Show me each line of the listing below where the word "front" appears.

## RECORDS FOR THE TASK
^^^^^^^^
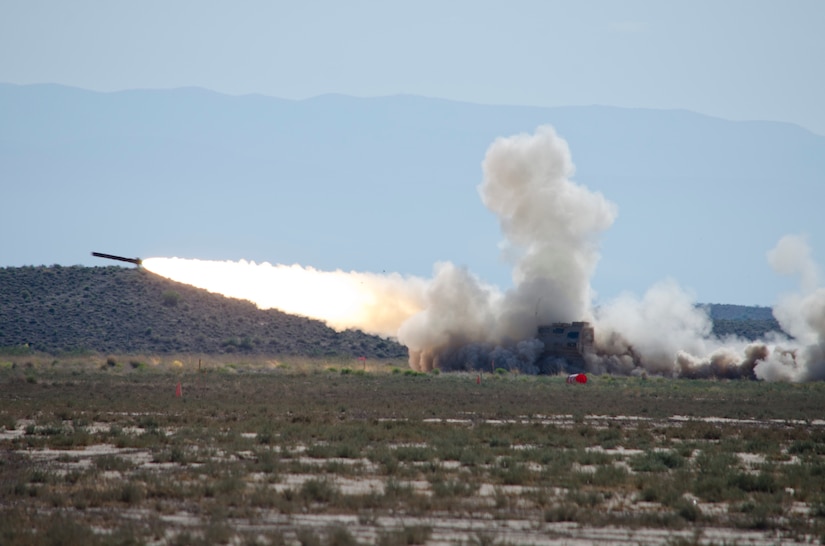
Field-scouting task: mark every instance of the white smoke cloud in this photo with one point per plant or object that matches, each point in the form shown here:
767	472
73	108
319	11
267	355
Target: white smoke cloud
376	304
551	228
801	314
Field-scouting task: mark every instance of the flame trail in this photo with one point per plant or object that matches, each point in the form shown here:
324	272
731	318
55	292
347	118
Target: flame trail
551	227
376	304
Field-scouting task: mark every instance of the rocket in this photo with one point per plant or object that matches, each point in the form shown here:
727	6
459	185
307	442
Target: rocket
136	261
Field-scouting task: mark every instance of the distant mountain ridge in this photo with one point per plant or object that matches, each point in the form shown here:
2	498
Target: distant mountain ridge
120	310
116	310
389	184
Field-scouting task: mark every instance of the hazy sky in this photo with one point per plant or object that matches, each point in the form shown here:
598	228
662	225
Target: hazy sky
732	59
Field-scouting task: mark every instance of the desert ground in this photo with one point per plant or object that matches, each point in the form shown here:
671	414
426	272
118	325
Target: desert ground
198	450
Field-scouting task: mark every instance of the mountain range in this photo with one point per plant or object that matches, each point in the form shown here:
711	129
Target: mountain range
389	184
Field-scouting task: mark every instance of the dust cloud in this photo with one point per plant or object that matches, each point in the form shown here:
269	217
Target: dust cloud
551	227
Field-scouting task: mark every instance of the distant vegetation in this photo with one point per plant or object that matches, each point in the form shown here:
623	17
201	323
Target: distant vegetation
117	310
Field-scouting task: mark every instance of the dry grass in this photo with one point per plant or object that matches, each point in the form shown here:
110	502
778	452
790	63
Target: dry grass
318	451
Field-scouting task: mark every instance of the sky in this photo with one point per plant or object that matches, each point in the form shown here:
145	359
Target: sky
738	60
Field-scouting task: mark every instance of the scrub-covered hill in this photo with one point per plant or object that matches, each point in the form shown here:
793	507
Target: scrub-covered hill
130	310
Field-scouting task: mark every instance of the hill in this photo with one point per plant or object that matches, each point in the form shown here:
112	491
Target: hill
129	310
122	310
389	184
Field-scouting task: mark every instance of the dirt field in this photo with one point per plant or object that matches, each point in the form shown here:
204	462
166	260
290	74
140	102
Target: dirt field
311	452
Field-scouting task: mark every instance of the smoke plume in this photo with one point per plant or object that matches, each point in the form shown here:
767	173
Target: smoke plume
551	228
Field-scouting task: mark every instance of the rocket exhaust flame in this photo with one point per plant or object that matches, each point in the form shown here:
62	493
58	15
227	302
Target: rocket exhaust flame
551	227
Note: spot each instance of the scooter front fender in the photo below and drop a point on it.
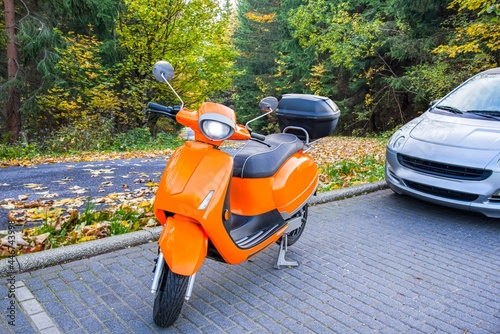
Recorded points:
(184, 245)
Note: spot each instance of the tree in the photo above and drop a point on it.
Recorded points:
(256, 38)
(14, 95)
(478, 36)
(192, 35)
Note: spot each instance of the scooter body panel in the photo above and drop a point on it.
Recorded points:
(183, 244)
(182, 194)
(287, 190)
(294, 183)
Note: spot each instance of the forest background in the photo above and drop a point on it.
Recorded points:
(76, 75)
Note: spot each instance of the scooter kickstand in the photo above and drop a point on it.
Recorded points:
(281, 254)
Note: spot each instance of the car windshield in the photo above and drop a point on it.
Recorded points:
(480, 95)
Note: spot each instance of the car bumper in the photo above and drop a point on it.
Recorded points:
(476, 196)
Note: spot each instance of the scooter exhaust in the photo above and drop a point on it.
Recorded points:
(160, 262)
^^^^^^^^
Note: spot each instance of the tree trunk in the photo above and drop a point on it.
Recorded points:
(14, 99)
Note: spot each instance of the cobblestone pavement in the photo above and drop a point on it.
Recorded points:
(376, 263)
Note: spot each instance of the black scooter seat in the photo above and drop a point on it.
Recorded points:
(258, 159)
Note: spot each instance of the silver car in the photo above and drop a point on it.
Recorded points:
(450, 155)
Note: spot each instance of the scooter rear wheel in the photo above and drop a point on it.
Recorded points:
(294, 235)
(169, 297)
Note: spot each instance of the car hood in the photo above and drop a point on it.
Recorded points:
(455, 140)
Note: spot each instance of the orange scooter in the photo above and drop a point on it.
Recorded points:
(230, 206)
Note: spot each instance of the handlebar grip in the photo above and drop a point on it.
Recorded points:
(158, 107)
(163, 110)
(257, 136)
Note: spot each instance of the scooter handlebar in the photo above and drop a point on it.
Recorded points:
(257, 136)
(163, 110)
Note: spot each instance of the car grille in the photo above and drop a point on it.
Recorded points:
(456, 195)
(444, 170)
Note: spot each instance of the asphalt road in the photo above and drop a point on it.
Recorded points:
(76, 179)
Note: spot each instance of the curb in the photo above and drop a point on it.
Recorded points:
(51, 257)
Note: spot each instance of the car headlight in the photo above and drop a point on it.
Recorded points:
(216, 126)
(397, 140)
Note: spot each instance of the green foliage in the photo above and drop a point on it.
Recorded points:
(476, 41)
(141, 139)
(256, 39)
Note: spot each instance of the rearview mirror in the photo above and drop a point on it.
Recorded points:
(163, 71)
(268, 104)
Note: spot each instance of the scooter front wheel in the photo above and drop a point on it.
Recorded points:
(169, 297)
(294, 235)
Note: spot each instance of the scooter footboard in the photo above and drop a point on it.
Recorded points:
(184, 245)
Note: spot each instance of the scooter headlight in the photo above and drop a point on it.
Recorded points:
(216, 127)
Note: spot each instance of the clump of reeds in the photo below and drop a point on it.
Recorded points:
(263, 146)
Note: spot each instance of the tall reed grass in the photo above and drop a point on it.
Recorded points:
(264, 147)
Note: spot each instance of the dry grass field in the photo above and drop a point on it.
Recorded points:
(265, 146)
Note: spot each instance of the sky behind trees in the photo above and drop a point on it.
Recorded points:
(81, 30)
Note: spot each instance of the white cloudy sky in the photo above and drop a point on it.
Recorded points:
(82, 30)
^^^^^^^^
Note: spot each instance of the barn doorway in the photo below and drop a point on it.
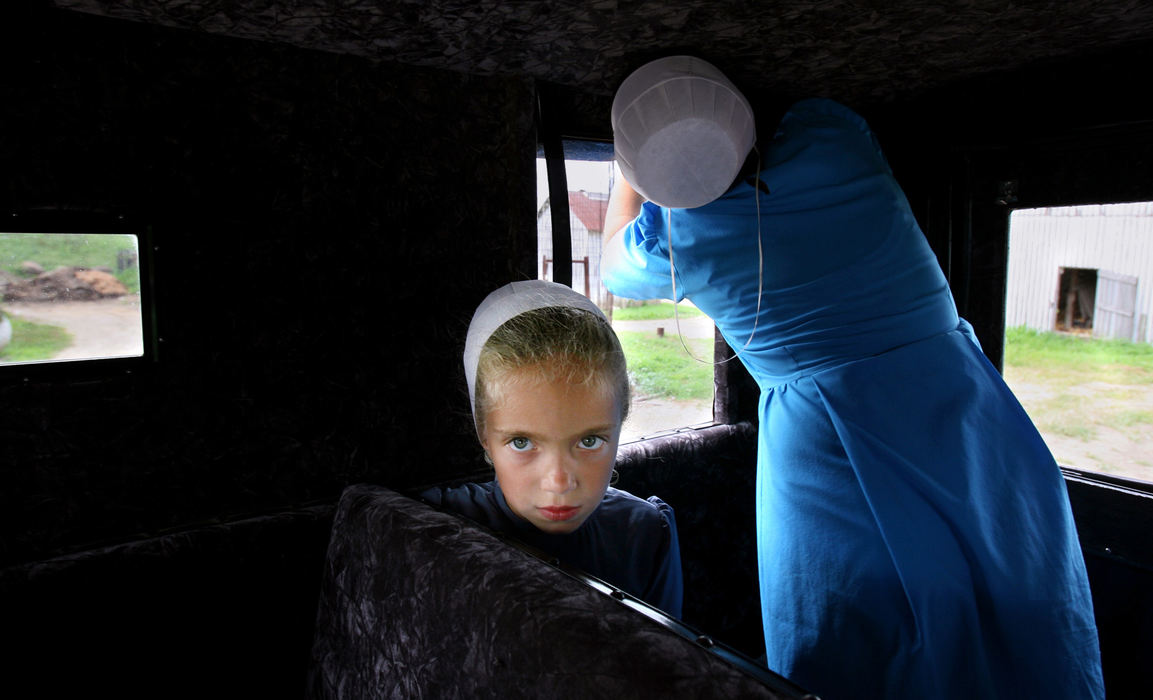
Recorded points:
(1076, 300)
^^^^^^^^
## YOUR RESPONSE
Note: spot each instance of the scooter front fender in the photo below and drop a point on it.
Note: spot each instance of the scooter front wheel in the photo above and drop a point on it.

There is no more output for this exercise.